- _SUPPLIED DATA_:
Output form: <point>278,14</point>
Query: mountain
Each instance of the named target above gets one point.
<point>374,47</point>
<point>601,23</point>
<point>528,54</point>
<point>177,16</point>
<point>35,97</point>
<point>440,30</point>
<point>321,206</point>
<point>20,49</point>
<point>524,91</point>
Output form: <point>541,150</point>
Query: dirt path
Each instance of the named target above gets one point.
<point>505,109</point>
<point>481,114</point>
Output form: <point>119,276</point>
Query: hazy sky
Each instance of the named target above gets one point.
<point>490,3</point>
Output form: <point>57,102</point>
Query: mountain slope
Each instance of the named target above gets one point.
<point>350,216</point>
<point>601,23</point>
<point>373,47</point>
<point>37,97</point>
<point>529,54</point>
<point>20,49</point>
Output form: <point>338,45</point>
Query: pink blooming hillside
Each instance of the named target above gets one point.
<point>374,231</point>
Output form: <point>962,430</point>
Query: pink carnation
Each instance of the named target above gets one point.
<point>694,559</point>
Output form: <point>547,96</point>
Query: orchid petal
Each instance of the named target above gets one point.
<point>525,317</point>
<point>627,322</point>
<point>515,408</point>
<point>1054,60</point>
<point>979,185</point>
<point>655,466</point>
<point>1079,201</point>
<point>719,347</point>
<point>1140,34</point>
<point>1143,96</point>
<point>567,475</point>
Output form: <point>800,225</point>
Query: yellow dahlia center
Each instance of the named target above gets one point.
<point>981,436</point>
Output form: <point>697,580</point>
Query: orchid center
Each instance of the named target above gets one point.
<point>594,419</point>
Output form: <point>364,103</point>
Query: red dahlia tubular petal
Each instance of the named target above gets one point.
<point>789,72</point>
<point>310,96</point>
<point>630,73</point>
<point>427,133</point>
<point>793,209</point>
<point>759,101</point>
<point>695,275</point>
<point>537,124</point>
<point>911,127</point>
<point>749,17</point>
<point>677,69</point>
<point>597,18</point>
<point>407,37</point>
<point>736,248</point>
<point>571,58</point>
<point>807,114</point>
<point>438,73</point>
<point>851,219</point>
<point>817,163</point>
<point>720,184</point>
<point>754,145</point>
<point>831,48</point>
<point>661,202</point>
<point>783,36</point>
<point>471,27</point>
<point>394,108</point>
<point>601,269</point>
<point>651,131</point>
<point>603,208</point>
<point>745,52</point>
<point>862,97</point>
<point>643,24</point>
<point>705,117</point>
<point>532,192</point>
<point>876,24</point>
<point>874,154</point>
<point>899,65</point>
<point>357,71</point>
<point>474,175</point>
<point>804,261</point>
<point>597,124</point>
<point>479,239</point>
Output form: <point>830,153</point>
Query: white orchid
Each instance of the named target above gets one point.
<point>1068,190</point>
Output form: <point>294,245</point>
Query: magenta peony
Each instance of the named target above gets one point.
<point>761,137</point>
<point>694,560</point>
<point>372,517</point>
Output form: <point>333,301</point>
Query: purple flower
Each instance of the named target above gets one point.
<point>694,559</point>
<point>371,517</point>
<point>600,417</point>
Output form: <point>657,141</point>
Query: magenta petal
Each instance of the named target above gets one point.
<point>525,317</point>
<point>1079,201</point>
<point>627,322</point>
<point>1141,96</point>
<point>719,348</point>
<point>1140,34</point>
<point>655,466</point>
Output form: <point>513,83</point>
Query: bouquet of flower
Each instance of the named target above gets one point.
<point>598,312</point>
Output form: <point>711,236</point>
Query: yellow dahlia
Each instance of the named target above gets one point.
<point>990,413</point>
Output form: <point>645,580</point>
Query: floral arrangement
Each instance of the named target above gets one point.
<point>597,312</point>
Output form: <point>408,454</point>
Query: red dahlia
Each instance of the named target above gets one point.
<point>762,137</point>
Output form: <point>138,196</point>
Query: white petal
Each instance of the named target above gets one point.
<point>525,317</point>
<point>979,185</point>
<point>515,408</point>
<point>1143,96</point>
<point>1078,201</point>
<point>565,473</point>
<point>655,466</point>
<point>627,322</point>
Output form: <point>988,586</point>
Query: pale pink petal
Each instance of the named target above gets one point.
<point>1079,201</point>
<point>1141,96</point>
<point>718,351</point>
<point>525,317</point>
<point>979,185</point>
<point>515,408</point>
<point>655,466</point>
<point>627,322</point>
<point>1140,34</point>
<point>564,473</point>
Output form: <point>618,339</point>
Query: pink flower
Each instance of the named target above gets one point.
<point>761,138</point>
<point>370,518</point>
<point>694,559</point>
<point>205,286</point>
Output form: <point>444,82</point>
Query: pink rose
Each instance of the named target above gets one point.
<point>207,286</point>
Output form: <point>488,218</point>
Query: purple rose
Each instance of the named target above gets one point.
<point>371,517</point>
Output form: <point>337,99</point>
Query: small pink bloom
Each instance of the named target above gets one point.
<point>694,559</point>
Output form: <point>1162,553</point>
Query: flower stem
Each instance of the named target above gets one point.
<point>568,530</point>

...

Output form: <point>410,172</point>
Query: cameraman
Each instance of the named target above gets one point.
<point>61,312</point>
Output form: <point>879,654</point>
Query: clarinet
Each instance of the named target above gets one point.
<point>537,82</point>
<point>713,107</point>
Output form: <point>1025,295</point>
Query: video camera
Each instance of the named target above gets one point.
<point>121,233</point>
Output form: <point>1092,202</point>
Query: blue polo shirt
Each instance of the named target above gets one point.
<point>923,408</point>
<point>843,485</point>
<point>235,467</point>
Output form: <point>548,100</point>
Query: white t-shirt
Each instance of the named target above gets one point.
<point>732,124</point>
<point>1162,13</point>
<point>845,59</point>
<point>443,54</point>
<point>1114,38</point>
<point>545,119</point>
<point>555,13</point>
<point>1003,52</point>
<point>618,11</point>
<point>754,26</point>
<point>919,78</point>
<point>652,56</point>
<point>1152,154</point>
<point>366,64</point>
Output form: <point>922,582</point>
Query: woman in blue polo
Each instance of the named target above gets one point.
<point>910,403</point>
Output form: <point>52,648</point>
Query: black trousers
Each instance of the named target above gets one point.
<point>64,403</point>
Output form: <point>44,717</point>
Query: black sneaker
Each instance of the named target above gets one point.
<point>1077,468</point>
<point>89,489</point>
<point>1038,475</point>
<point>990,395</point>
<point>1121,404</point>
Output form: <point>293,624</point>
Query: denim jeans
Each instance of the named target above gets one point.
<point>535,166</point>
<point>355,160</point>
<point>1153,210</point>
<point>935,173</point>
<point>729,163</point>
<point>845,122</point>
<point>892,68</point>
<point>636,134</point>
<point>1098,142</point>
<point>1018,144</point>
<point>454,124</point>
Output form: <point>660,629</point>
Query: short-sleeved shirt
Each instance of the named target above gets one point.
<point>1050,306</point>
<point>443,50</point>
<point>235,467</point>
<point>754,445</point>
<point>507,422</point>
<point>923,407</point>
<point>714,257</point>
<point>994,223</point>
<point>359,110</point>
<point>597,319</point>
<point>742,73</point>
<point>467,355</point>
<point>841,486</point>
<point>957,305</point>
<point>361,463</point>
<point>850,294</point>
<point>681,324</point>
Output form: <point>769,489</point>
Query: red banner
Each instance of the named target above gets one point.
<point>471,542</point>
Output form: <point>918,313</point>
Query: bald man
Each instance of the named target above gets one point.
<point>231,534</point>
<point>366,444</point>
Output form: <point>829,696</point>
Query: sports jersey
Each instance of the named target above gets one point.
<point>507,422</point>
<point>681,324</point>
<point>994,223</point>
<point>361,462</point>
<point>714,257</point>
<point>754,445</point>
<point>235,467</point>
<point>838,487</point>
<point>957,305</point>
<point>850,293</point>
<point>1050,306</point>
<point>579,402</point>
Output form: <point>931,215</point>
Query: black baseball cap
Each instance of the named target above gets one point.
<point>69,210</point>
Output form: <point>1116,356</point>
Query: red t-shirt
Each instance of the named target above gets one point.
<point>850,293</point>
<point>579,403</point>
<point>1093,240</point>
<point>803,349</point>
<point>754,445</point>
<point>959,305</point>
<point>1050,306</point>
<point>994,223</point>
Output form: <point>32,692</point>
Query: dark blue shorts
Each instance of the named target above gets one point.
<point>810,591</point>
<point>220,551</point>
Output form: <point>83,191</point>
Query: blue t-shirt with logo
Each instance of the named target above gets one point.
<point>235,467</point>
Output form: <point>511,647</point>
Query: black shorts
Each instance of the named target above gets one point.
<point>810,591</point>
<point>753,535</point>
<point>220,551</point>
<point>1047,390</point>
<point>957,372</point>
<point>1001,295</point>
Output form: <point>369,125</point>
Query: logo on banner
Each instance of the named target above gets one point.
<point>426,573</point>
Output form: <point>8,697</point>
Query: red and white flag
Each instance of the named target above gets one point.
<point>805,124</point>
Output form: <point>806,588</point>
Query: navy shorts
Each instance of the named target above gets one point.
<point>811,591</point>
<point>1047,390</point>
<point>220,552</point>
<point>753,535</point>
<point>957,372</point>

- _WHAT THE TASK REQUIRES_: Copy out, character for character, the data between the line that contains "Output form: <point>769,489</point>" and the line that contains "<point>579,402</point>", inclusive.

- _SOLUTION FOR THIS EXERCISE_:
Output form: <point>769,489</point>
Query: red banner
Each instance of the named target above gets one point.
<point>471,542</point>
Output form: <point>918,313</point>
Query: bald man
Each instance of the named target above gets one point.
<point>231,534</point>
<point>366,444</point>
Output form: <point>829,696</point>
Query: sports jersey
Each instance of the named target above gets one point.
<point>507,422</point>
<point>681,324</point>
<point>994,223</point>
<point>361,462</point>
<point>714,257</point>
<point>754,445</point>
<point>235,467</point>
<point>838,487</point>
<point>957,305</point>
<point>850,293</point>
<point>1050,306</point>
<point>579,402</point>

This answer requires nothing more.